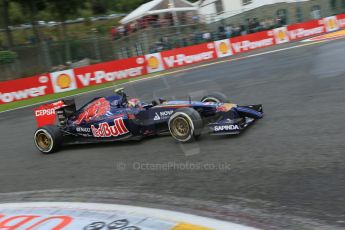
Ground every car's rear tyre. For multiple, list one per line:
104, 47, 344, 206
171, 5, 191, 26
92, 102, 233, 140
168, 108, 203, 143
201, 92, 229, 103
34, 125, 62, 154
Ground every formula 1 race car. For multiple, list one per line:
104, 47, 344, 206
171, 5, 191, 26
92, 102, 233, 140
34, 89, 263, 153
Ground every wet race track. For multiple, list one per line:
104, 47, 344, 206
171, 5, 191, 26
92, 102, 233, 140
0, 40, 345, 229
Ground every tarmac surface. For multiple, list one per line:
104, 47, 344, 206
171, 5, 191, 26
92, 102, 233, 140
0, 40, 345, 229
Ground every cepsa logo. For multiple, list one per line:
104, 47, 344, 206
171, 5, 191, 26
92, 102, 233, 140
214, 39, 232, 58
323, 16, 339, 32
0, 86, 47, 103
163, 51, 214, 68
232, 38, 274, 53
273, 27, 290, 44
35, 101, 65, 117
77, 66, 144, 86
145, 53, 164, 73
50, 69, 77, 93
91, 118, 129, 137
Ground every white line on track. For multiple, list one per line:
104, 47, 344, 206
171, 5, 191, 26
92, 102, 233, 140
0, 40, 328, 114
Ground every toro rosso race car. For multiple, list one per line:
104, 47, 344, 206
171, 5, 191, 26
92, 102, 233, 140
34, 89, 263, 153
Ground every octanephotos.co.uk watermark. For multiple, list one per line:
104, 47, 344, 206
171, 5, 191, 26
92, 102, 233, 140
115, 161, 231, 171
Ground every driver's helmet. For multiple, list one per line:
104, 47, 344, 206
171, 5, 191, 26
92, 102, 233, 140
128, 98, 141, 108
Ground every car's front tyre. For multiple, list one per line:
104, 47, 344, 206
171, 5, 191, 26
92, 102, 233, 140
34, 125, 62, 154
168, 108, 203, 143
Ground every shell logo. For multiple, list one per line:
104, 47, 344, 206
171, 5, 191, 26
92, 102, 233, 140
219, 42, 229, 54
56, 73, 72, 89
147, 56, 159, 69
277, 30, 286, 41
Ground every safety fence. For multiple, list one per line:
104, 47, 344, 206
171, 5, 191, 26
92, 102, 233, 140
0, 14, 345, 104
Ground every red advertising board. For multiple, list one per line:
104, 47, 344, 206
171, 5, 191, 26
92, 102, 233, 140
0, 75, 53, 104
337, 14, 345, 28
74, 56, 147, 88
161, 42, 217, 69
0, 14, 345, 104
287, 19, 326, 41
230, 30, 276, 54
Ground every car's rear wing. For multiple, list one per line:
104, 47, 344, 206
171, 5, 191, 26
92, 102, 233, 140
34, 100, 76, 128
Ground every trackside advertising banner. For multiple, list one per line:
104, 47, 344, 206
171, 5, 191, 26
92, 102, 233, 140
0, 74, 54, 104
161, 42, 217, 69
73, 57, 147, 88
287, 19, 326, 41
337, 14, 345, 28
230, 30, 276, 54
0, 14, 345, 105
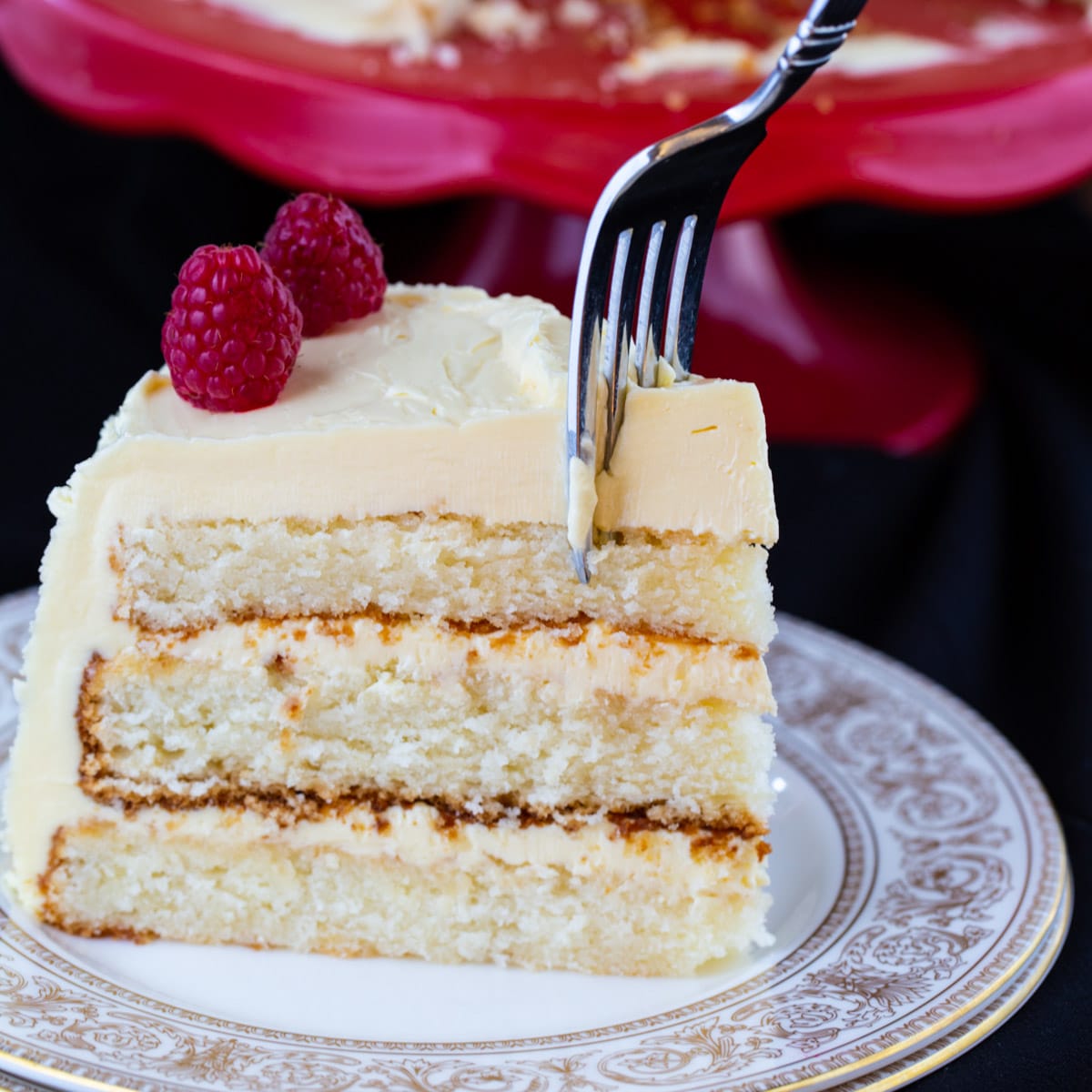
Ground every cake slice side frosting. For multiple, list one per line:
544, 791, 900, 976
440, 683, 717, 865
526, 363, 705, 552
6, 286, 777, 973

★ ★ ★

Repeat every line of the listing above word for word, leaving out the pictures.

Ground every car's rear tyre. For multiple, list one per line:
104, 47, 344, 206
171, 5, 191, 26
92, 102, 233, 140
168, 108, 203, 143
201, 92, 229, 103
34, 125, 62, 154
Ground every formula 1 race car. For multiple, list one per line:
104, 47, 344, 206
171, 5, 191, 26
92, 102, 233, 140
34, 89, 263, 153
Ground every wet race track. For multiple, list one per line:
104, 47, 344, 206
171, 5, 191, 26
92, 102, 233, 140
0, 40, 345, 229
Ground every tarmac surface. For multiple, list one per line:
104, 47, 344, 206
171, 5, 191, 26
92, 102, 233, 140
0, 40, 345, 229
Ground every cepsa logo. For multiple, list one per line:
104, 47, 344, 206
171, 5, 191, 26
92, 102, 233, 140
214, 39, 232, 58
323, 16, 339, 32
0, 86, 47, 103
163, 51, 214, 68
232, 38, 274, 53
273, 27, 290, 44
35, 101, 65, 117
77, 66, 144, 86
145, 53, 164, 73
50, 69, 77, 93
91, 118, 129, 137
Ground every white line on track. For multiple, list one per line:
104, 47, 344, 206
171, 5, 191, 26
92, 102, 233, 140
0, 40, 328, 114
Ground every toro rosso race car. For multiple, list one per line:
104, 47, 344, 206
171, 5, 191, 26
92, 102, 233, 140
34, 89, 263, 153
Ground every octanephotos.co.uk watermark. For multiple, list one per line:
104, 47, 344, 206
171, 5, 191, 26
92, 102, 233, 140
115, 161, 231, 171
Ground every driver's helmet. For multiple, list one per line:
104, 47, 344, 206
171, 5, 191, 26
92, 102, 233, 140
128, 98, 141, 108
Ground every car's front tyre. For multiple, list one per line:
104, 47, 344, 206
171, 5, 191, 26
92, 102, 233, 140
34, 125, 62, 154
168, 108, 203, 143
Ground every shell logo. For multiple, list one per line:
104, 47, 344, 206
171, 5, 191, 26
92, 102, 233, 140
219, 42, 229, 54
56, 73, 72, 89
147, 56, 159, 69
277, 30, 286, 41
Ground every safety fence. For multiple, list one per line:
104, 47, 344, 206
171, 5, 191, 26
92, 102, 233, 140
0, 14, 345, 104
Ground every red advertising board. For multiple, list one per line:
104, 47, 344, 206
171, 5, 191, 26
92, 102, 233, 140
0, 75, 53, 104
337, 14, 345, 28
74, 56, 147, 88
161, 42, 217, 69
0, 14, 345, 104
287, 19, 326, 41
230, 30, 276, 54
Ground every car's rear wing. For multiple, list one per line:
104, 47, 344, 206
171, 5, 191, 26
92, 102, 233, 140
34, 100, 76, 128
Ground every trackside advertising banner. For multiple, list one per line:
104, 47, 344, 206
171, 5, 191, 26
92, 102, 233, 140
0, 74, 54, 104
161, 42, 217, 69
73, 57, 147, 88
287, 19, 326, 41
337, 14, 345, 28
230, 30, 276, 54
0, 14, 345, 105
Ground every cake slice side frosting. For multiple, list one per line:
544, 791, 900, 976
440, 683, 717, 865
526, 363, 705, 552
6, 286, 777, 973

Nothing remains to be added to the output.